PASSAGE:
=======

1958–1965: The Eiler and Kumler Chairships
Department vision expands
Pharmacist and biochemist John Eiler led the fledgling department from 1959 to 1960. Chemist Warren (Bud) Kumler assumed the chairship in 1960, becoming the first true department chair (with the department chair also serving as director of the graduate program). The department drew up and began implementation of a 25-year plan calling for 65 graduate students, much more space, and significant scientific instrumentation, e.g., mass spectrometry, nuclear magnetic resonance (NMR), and other spectroscopies.

=======

PROVIDED MATERIAL:
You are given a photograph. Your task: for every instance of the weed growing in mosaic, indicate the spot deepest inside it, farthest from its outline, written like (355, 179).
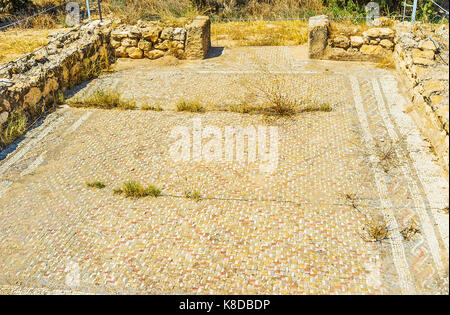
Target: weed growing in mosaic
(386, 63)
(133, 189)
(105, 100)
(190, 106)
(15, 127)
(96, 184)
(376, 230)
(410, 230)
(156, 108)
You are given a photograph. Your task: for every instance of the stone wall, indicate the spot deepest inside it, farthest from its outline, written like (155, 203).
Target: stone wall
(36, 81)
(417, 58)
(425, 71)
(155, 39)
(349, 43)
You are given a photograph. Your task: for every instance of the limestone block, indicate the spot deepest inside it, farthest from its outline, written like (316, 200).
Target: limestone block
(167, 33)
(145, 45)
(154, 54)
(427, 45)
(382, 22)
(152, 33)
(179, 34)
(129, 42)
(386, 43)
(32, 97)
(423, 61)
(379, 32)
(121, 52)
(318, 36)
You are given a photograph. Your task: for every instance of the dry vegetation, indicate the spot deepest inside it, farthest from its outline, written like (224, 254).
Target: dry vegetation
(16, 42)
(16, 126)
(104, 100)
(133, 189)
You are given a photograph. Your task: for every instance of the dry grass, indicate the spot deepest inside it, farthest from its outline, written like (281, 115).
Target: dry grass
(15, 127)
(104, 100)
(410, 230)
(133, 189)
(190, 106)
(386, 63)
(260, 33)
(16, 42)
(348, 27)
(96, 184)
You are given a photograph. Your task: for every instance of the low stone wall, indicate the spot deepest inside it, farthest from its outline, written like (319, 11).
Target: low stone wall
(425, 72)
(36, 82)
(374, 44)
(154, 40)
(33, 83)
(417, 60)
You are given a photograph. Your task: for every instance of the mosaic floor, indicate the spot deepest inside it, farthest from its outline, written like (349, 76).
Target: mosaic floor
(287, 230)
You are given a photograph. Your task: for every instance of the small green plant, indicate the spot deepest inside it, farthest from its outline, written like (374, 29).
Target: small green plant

=======

THINGS TO DO:
1. Answer these about the passage on the department's 1958–1965 chairships:
(a) Who led the department from 1959 to 1960?
(b) What other post did the department chair hold under Kumler?
(c) How many graduate students did the 25-year plan call for?
2. Carry on the passage about the department's 1958–1965 chairships, starting right after its last sentence.

ANSWERS TO EACH TASK:
1.
(a) John Eiler
(b) Director of the graduate program
(c) 65

2.
Strong funding for research and education ignites success
A long-standing tradition began: funding for instruments was principally obtained from off-campus sources, typically from National Institutes of Health (NIH) or National Science Foundation (NSF) grants. Eugene Jorgensen, Warren Kumler, and John Craig also successfully obtained the first of our non-stop NIH training grants, providing huge support for our graduate programs. More faculty members joined those who had moved from UC Berkeley, so the department soon had faculty members working in enzymology (John Eiler, and in 1970, Daniel Santi), organic chemistry [Eugene Jorgensen, Roger Ketcham, Manfred (Fred) Wolff], spectroscopy (Louis Strait), free radicals (Dallas Tuck), calorimetry (Frank Goyan), colloid properties (T. Werner Schwarz), dipole moments (Warren Kumler), and radiochemistry (Chin-Tzu Peng).
By the end of this decade, the department’s exceptional success established the UCSF School of Pharmacy as #1 in federal research funding among schools of pharmacy, and it has never relinquished this standing.